## Data supplied:

▬▬▬

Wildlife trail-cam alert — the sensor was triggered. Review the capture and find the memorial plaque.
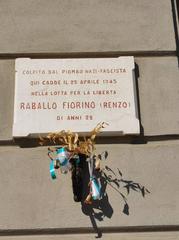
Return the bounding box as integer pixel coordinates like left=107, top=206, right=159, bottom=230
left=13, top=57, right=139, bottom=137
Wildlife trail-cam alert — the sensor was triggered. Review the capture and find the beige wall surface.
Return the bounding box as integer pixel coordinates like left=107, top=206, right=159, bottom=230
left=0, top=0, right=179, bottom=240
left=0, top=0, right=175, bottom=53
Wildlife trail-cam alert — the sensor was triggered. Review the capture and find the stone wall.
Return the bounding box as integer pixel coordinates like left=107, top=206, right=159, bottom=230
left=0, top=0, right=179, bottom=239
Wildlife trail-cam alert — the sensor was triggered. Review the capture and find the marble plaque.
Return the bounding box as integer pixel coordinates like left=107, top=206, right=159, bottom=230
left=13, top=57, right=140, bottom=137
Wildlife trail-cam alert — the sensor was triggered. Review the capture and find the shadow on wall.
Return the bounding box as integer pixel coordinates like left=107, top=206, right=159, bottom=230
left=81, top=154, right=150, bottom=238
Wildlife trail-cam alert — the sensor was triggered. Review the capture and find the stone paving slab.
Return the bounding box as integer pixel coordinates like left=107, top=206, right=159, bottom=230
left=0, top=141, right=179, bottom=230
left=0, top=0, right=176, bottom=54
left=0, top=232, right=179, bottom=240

▬▬▬

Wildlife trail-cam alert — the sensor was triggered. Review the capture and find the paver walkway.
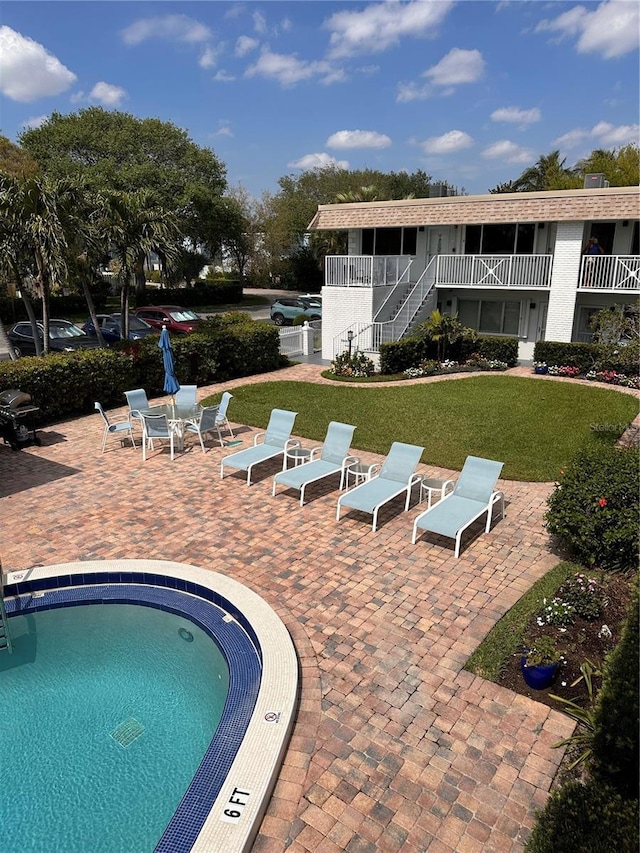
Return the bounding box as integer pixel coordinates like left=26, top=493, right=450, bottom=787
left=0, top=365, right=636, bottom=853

▬▬▬

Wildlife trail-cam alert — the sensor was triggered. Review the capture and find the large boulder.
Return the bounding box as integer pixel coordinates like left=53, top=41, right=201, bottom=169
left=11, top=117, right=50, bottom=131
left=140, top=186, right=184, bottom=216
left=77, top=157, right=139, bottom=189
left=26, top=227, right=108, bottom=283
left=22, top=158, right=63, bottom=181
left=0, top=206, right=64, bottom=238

▬▬▬

## Requirement:
Render the listing lines between the line holding "the paver walkway." and the line holding "left=0, top=365, right=636, bottom=853", inclusive, as a Markdown table with the columns Row and Line, numbering each row. Leave out the pictures and any blank lines.

## Output of the exercise:
| Row | Line |
|---|---|
| 1 | Wildlife trail-cam alert — the sensor was triggered. Review the capture and find the paver walkway. |
| 2 | Return the bounding box as integer pixel coordinates like left=26, top=493, right=450, bottom=787 |
| 3 | left=0, top=365, right=636, bottom=853 |